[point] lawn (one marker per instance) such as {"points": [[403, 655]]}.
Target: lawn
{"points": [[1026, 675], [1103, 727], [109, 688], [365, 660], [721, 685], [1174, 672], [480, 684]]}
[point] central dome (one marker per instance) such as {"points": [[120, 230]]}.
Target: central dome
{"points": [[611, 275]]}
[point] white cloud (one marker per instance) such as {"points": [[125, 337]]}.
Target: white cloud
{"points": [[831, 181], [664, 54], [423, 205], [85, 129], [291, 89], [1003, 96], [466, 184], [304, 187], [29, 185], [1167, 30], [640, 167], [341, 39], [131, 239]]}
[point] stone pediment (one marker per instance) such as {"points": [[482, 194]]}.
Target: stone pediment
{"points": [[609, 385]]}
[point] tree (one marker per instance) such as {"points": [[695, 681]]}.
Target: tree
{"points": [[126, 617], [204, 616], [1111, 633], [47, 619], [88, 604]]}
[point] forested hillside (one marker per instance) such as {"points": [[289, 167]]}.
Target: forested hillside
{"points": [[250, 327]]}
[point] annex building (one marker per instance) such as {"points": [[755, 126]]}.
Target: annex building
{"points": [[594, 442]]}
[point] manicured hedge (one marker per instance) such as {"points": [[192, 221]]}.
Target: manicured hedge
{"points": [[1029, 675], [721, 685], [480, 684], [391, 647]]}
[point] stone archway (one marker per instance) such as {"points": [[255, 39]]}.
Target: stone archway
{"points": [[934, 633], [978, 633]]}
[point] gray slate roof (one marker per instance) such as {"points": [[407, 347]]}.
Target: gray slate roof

> **Stated task**: Could you turn every line of the entries above into a JSON list of strings, one string per line, with blank lines left out?

> **Output**:
[
  "[point] lawn (one marker per instance) such as {\"points\": [[403, 655]]}.",
  "Target: lawn",
  "{\"points\": [[1026, 675], [1103, 727], [109, 688], [365, 660], [721, 685], [1174, 672], [480, 684]]}",
  "[point] central dome (one marker per instance) such as {\"points\": [[120, 230]]}.",
  "Target: central dome",
  "{\"points\": [[611, 275]]}",
  "[point] white cloud (one marker per instance) such as {\"points\": [[125, 337]]}.",
  "Target: white cloud",
  "{\"points\": [[831, 181], [664, 54], [423, 205], [85, 129], [291, 89], [1003, 96], [466, 184], [304, 187], [29, 185], [1167, 30], [640, 167], [341, 39], [131, 239]]}",
  "[point] stone pediment (one marker per instance) such as {\"points\": [[482, 194]]}.",
  "Target: stone pediment",
  "{\"points\": [[609, 385]]}",
  "[point] tree (one marker per instance) such as {\"points\": [[695, 681]]}.",
  "Target: tree",
  "{\"points\": [[126, 617], [204, 616], [1111, 633], [47, 619], [88, 604]]}",
  "[point] forested hillside (one marker per instance) such as {\"points\": [[289, 167]]}.",
  "Target: forested hillside",
  "{\"points\": [[250, 327]]}",
  "[point] annex building (one marker per instance) such as {\"points\": [[755, 126]]}.",
  "Target: annex building",
  "{\"points\": [[594, 442]]}",
  "[point] manicured hedge (one marker per instance) such as {\"points\": [[192, 221]]}.",
  "Target: manicured hedge",
  "{\"points\": [[1029, 675], [721, 685], [480, 684], [391, 647]]}",
  "[point] stone archway (one marker per instance) such as {\"points\": [[255, 39]]}.",
  "Target: stone archway",
  "{\"points\": [[934, 633], [978, 633]]}",
  "[point] gray slate roof (one marker per instance) such as {\"points\": [[407, 347]]}.",
  "Target: gray slate roof"
]